═══ EXCERPTED RECORDS

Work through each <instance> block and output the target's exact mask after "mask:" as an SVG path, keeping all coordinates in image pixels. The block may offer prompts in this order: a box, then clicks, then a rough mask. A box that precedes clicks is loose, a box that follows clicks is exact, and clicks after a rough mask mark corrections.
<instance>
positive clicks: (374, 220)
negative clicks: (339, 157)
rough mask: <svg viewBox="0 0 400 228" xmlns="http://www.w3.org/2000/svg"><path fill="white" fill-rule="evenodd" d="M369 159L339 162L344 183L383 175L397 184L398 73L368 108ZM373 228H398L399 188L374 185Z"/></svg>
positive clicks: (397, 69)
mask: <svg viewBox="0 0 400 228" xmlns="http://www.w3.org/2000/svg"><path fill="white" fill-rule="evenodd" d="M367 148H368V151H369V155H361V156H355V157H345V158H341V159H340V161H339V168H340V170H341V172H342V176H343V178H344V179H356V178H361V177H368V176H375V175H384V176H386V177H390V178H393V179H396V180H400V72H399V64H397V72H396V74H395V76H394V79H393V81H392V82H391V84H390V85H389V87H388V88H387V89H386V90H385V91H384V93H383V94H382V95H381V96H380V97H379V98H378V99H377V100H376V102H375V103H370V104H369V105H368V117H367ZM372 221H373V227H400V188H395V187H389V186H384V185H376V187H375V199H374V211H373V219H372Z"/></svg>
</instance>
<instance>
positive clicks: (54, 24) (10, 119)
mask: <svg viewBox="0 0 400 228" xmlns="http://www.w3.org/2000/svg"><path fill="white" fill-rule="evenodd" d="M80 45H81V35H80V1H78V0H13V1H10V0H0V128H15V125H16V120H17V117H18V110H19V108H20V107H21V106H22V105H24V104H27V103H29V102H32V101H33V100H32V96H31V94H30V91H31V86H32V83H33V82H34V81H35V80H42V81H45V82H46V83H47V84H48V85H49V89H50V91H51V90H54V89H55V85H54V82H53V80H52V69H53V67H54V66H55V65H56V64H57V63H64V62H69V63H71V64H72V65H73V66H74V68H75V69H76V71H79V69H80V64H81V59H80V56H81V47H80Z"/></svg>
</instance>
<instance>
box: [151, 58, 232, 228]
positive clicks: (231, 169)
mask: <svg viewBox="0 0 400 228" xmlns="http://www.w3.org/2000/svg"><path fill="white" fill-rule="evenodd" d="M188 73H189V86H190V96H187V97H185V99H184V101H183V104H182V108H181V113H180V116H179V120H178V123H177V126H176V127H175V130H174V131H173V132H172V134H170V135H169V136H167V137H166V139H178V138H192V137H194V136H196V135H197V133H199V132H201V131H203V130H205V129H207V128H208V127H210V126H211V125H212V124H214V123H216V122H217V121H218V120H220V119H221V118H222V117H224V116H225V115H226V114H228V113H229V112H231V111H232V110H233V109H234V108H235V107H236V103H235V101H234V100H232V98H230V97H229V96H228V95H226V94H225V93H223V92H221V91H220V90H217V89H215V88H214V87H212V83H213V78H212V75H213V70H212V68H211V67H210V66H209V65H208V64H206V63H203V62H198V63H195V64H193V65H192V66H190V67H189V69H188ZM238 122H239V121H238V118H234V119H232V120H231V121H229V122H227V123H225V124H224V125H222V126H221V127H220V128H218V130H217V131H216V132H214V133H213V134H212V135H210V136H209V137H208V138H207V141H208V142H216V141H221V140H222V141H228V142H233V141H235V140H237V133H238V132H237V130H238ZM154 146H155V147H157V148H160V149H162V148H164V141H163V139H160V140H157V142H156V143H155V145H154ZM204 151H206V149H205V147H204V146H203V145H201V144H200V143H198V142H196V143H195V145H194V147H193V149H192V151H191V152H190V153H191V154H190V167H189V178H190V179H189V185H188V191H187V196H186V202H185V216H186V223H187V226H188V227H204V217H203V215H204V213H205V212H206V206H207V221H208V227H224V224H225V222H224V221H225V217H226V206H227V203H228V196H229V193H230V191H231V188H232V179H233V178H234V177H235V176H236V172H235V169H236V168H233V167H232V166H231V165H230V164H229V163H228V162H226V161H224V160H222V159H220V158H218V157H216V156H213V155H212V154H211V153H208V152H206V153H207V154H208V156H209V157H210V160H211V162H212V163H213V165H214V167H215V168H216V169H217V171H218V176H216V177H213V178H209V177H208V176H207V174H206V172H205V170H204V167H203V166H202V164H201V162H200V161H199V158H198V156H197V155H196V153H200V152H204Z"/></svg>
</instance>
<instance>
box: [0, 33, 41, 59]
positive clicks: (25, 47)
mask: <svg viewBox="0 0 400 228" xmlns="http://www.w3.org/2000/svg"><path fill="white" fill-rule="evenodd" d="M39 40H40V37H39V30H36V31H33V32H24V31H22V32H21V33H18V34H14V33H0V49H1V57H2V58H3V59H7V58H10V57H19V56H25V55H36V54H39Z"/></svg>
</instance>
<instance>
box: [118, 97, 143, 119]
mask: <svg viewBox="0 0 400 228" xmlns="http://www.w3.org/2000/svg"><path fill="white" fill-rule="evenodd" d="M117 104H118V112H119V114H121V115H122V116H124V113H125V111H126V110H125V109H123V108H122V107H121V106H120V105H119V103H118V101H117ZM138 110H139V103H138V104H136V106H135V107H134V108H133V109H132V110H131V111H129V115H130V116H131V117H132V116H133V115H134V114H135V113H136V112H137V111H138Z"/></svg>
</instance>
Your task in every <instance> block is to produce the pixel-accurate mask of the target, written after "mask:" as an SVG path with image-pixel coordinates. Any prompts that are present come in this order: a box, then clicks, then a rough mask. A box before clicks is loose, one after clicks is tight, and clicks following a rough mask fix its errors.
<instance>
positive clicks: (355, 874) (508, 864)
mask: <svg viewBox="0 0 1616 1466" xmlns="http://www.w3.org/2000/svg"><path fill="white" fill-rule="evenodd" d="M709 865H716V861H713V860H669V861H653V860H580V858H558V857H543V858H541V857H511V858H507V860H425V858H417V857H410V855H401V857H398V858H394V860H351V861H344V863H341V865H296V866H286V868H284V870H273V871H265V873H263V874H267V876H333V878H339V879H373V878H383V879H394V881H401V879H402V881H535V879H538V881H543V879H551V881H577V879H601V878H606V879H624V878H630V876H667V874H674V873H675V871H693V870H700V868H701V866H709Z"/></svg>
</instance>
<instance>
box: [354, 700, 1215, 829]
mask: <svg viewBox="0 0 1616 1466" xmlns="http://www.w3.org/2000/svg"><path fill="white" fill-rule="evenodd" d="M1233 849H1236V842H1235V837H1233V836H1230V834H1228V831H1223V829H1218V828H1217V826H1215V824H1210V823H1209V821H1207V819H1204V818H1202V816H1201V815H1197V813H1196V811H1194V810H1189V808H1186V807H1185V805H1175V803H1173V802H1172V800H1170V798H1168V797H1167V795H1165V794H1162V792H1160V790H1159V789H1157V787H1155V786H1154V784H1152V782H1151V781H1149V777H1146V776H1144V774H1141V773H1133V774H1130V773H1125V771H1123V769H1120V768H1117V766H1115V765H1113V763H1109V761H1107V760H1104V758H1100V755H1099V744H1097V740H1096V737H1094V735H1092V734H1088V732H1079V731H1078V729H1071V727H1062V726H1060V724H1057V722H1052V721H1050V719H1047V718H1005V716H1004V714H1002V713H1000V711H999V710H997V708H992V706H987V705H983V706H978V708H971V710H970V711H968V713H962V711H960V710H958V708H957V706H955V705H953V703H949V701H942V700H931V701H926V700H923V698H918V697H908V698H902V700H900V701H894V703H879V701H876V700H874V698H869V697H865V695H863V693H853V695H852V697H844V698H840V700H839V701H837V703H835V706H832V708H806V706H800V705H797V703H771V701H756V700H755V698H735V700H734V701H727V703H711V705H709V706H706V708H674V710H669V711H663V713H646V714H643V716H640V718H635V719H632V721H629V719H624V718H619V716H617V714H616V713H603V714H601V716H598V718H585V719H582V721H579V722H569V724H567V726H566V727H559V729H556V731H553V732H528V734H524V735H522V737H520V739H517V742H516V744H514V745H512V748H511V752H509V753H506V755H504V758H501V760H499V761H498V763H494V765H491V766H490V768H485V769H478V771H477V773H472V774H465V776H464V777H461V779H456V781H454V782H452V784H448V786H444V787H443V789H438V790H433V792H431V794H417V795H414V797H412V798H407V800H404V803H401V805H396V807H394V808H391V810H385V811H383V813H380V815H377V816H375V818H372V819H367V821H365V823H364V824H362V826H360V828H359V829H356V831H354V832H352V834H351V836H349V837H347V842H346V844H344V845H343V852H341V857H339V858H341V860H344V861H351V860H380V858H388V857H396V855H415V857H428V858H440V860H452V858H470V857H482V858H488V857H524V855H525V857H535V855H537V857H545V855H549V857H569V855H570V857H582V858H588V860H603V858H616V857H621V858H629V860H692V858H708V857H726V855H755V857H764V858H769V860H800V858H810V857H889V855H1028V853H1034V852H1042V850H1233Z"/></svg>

══════

**WORK REQUEST**
Repeat the records above line by line, from the first line through the line that contains "rough mask: <svg".

**OUTPUT OF THE EXERCISE**
Work through each <instance> block and output the target's exact mask after "mask:" as an SVG path, keeping all coordinates in image pixels. The block may offer prompts in this order: a box, then clicks, then a rough mask. A box that precedes clicks is loose, a box that follows clicks is exact, and clicks after a rough mask mark corrections.
<instance>
positive clicks: (374, 220)
negative clicks: (339, 157)
rough mask: <svg viewBox="0 0 400 228" xmlns="http://www.w3.org/2000/svg"><path fill="white" fill-rule="evenodd" d="M369 159L339 162L344 183L383 175L397 184L398 73L368 108ZM373 228H398L399 188L374 185Z"/></svg>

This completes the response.